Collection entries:
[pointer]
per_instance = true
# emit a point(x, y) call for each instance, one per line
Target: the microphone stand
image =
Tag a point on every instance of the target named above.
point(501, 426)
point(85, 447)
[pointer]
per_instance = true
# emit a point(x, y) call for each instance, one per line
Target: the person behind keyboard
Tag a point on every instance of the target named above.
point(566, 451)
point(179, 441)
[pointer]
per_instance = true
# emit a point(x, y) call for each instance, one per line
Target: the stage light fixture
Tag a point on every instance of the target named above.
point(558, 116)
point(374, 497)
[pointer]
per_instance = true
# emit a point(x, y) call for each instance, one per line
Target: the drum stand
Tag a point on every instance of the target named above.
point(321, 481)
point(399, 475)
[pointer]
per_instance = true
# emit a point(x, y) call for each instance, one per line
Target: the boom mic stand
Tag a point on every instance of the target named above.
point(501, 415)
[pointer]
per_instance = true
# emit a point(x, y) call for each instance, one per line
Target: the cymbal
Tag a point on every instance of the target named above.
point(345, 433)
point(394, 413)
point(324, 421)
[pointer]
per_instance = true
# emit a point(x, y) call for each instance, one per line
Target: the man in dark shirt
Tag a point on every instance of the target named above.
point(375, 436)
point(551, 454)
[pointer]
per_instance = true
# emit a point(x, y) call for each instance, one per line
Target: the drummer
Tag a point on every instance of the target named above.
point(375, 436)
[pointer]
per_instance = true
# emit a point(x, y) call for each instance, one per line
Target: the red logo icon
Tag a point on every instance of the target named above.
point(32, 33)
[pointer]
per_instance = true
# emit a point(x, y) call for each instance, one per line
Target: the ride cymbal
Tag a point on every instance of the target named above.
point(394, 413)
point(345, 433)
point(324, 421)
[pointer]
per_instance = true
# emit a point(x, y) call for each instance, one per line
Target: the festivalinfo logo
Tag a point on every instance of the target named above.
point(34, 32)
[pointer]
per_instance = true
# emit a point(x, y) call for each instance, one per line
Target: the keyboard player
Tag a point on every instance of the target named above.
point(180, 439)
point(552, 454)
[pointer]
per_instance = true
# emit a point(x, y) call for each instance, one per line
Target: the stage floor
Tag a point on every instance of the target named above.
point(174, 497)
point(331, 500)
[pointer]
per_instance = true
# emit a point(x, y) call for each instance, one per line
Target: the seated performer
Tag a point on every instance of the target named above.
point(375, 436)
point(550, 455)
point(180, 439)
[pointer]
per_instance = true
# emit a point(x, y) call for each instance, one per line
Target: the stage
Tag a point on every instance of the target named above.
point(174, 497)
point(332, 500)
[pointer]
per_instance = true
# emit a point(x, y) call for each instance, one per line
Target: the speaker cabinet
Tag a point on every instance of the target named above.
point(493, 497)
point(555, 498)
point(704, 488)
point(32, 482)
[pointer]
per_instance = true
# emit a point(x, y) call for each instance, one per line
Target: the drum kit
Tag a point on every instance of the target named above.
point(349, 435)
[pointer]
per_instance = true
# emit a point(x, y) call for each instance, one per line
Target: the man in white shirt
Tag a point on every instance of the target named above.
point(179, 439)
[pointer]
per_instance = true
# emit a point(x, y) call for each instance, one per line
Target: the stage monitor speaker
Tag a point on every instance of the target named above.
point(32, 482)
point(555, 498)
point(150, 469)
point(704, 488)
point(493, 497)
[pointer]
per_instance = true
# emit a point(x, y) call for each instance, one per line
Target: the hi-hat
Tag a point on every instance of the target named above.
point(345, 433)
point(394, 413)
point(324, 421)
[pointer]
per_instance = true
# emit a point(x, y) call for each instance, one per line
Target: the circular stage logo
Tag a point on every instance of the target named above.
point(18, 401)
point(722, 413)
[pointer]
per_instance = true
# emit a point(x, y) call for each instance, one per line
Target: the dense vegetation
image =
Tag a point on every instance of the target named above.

- What this task involves
Write out the complete set of records exactly as given.

- Result for this task
[pointer]
per_instance = true
# emit a point(x, y) call for each instance, one per line
Target: the microphone stand
image =
Tag a point on every instance of the target named above.
point(501, 426)
point(85, 447)
[pointer]
per_instance = true
# emit a point(x, y) call for each instance, one per line
Target: the person behind keyboard
Tag a point on every instance of the target named above.
point(566, 451)
point(179, 441)
[pointer]
per_instance = true
# emit a point(x, y) call for each instance, one per line
Target: the stage light fixture
Tag a point on every instance of the target named above.
point(558, 116)
point(374, 497)
[pointer]
per_instance = true
# emit a point(x, y) call for each instance, one per line
Target: the drum stand
Tag a point on every instance of the target named above.
point(321, 481)
point(399, 475)
[pointer]
per_instance = true
# emit a point(x, y) call for each instance, one per line
Target: the boom mic stand
Tag a point on every instance of the target named above.
point(501, 415)
[pointer]
per_instance = true
# emit a point(x, y) call for each instance, one per line
Target: the cymbal
Tag a point on every instance of the target named above.
point(345, 433)
point(394, 413)
point(324, 421)
[pointer]
per_instance = true
# emit a point(x, y) call for each instance, one per line
Target: the man in dark shirt
Tag a point on every instance of the target named above.
point(375, 436)
point(551, 454)
[pointer]
per_instance = true
# emit a point(x, y) call for each instance, one per line
Target: the drummer
Tag a point on every instance of the target named above.
point(375, 436)
[pointer]
per_instance = true
# emit a point(x, y) call for each instance, one per line
Target: the red logo icon
Tag a point on every instance of the target named above.
point(32, 33)
[pointer]
per_instance = true
# emit a point(x, y) call for each instance, one per line
Target: the ride cymbal
Tag a point on every instance of the target named above.
point(394, 413)
point(345, 433)
point(324, 421)
[pointer]
per_instance = true
# emit a point(x, y) call for each instance, one per line
Target: the festivalinfo logo
Tag a point on every instance of the target named above.
point(34, 32)
[pointer]
per_instance = true
# emit a point(x, y) call for each instance, one per line
Target: the keyboard player
Tag a point on every instance of the target named above.
point(180, 439)
point(552, 454)
[pointer]
per_instance = true
# emit a point(x, y) call for each instance, one per line
Target: the stage floor
Tag a point on every instance of the target named above.
point(174, 497)
point(331, 500)
[pointer]
per_instance = true
# emit a point(x, y) call for each instance, one per line
Target: the seated performer
Tag a point on every instance of the target named above.
point(375, 436)
point(550, 455)
point(180, 439)
[pointer]
per_instance = true
# emit a point(x, y) call for each instance, one per line
Target: the stage
Tag a point on every instance of the target named above.
point(174, 497)
point(332, 500)
[pointer]
per_instance = true
# emit a point(x, y) call for each instance, one per line
Target: the speaker cabinet
Tag a point on every instance of the target named above.
point(493, 497)
point(555, 498)
point(704, 488)
point(32, 482)
[pointer]
per_instance = true
# emit a point(x, y) call for each instance, one per line
Target: the drum kit
Tag a point on every instance of the target named above.
point(349, 435)
[pointer]
per_instance = true
# emit a point(x, y) call for each instance, one per line
Target: the man in white shirt
Tag a point on every instance of the target named above.
point(179, 439)
[pointer]
per_instance = true
# emit a point(x, y) call for each instance, one per line
Target: the stage monitor speaker
Tag a point on every instance of the target named above.
point(32, 482)
point(555, 498)
point(150, 469)
point(704, 488)
point(493, 497)
[pointer]
per_instance = true
# emit a point(x, y) call for each instance, one per line
Target: the hi-hat
Tag a point on every instance of the target named above.
point(345, 433)
point(394, 413)
point(324, 421)
[pointer]
per_instance = true
# emit a point(x, y) call for each instance, one per line
Target: the circular stage logo
Tag a point on every instance of the target named above.
point(18, 401)
point(722, 413)
[pointer]
per_instance = true
# emit a point(x, y) call for each instance, one per line
Target: the dense vegetation
image =
Tag a point on every instance of the target named above.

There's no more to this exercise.